Answer these questions using the blog excerpt below.
1. Which actor starred in the episode "He's Alive"?
2. In what year did that episode first air?
3. On Christmas morning when the kids are young, at what time do you have to get up to start opening presents?

-- Excerpt provided follows --

But there was another episode, entitled He’s Alive, that was amazing in the degree to which it remains relevant today. It starred a very young Dennis Hopper playing a pathetic neo-Nazi whose rantings are ignored until he receives advice from a mysterious, shadowy figure. The show was an hour long, which suggests it was a special episode when it first aired in 1963. The Hopper character gives fiery speeches that, in large part, would not be out of place in one of today’s Tea Party rallies. It’s all about “patriotism” and the degree to which “others” are threatening our freedoms. Very, very timely.

What is clear is that Serling had an acute sense of the fact that all human beings have in them the capacity for evil. And we all need to be very aware of that fact and not pretend that “we” are good, but “they” are evil. We clearly need his voice today. It’s sad that he died so young of lung cancer. Of course, he’s got that ever present smoking cigarette during his intro to each episode, which is a kind of unintentional horror story all its own.

Christmas 2009

| December 25, 2009 | 0 Comments

There’s an interesting Christmas tradeoff as you move through life. When Santa rules the day (i.e. the kids are young), the stress is high leading up to the big day. Are there enough gifts? Have we visited enough Santa’s? Have all the rituals, I mean traditions, been served? By the time Christmas arrives, you’re exhausted….and then you have to get up at 5 am to start opening presents. But the delight the kinds exhibit is precious and almost makes it all worthwhile.

-- Excerpt provided concluded --
-- Dataset follows --

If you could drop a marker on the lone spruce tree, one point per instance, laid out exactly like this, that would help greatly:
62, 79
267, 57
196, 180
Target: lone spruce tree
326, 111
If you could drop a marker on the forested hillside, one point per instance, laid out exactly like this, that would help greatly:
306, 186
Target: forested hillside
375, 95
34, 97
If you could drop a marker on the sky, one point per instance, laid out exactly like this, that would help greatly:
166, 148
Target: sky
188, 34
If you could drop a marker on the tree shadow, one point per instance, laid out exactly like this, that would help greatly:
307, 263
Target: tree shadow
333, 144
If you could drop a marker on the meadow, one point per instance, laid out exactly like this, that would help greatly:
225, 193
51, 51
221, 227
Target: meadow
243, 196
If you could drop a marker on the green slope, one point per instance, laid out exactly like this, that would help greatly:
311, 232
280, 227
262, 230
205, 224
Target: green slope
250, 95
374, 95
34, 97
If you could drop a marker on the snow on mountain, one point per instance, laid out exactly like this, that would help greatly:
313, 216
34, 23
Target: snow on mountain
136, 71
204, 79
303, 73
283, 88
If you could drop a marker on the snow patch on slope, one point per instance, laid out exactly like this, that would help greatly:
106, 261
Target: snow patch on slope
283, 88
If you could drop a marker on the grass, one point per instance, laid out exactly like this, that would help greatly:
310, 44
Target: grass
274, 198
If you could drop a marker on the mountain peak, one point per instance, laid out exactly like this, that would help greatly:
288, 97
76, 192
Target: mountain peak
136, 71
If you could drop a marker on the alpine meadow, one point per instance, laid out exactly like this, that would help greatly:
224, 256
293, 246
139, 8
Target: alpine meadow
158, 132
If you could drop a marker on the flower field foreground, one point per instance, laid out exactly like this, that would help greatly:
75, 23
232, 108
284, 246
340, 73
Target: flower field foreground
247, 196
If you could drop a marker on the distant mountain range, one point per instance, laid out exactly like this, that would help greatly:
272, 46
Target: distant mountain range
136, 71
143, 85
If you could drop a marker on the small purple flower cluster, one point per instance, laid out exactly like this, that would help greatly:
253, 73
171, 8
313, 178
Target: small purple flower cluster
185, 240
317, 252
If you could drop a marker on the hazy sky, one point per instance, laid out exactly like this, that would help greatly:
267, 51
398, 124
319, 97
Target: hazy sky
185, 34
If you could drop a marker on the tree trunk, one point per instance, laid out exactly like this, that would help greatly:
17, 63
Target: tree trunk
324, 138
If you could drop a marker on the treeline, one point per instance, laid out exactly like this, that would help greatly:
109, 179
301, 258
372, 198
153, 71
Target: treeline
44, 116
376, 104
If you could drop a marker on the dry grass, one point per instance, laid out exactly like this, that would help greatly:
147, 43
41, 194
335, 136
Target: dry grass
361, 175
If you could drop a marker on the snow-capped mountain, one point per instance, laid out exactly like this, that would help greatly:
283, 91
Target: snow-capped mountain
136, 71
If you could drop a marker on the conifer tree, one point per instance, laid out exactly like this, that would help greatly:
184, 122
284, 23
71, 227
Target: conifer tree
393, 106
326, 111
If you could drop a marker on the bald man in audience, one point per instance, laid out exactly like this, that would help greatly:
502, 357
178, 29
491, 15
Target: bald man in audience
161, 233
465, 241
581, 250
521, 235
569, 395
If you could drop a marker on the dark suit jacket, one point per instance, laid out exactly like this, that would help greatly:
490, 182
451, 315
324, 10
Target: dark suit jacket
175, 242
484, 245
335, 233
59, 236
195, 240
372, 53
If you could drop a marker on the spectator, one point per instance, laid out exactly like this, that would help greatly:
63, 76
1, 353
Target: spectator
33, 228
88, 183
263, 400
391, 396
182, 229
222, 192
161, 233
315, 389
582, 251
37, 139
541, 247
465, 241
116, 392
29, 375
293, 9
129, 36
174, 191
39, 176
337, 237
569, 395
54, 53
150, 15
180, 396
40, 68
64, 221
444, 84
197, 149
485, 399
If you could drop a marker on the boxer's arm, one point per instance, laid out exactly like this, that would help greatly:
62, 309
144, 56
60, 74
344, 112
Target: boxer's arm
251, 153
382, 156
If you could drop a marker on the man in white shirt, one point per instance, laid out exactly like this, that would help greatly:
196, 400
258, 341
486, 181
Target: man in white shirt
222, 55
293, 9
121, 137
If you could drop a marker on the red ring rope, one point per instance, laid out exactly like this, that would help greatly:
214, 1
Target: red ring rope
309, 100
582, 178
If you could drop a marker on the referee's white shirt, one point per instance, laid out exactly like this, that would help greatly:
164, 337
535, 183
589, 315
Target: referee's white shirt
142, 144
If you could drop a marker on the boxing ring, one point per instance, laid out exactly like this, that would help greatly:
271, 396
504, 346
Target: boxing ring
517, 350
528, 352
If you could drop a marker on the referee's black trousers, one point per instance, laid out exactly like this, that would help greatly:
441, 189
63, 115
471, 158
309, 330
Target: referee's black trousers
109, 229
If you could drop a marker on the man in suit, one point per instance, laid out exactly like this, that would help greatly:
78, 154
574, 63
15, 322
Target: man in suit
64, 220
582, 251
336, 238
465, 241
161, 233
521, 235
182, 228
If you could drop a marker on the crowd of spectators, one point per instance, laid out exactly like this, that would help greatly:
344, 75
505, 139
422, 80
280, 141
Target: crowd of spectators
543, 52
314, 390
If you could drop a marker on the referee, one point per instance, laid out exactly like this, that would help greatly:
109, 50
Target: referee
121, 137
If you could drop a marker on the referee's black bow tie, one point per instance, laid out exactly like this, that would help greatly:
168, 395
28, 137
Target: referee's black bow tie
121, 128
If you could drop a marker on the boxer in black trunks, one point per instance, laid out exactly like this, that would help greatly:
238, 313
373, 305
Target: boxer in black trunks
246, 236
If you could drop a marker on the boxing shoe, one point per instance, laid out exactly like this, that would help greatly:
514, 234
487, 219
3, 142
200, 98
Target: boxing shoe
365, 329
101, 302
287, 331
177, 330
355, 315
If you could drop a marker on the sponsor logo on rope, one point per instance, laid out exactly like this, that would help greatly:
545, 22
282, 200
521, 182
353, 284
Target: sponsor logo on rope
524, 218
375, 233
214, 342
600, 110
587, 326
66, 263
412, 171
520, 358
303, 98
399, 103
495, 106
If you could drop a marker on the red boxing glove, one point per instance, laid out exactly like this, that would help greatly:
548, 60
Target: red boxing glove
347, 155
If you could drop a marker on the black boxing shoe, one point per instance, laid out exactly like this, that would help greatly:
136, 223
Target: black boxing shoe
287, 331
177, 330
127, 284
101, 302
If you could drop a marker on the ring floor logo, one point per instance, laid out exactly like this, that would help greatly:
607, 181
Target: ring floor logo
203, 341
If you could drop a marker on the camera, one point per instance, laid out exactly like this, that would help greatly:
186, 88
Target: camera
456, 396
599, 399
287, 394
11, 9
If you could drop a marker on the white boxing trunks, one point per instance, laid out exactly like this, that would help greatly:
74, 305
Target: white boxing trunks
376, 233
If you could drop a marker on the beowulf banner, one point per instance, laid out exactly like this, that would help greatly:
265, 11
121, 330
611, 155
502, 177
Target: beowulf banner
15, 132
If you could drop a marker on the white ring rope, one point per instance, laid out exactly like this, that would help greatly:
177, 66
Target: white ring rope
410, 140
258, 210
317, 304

-- Dataset concluded --

Response:
1. Dennis Hopper
2. 1963
3. 5 am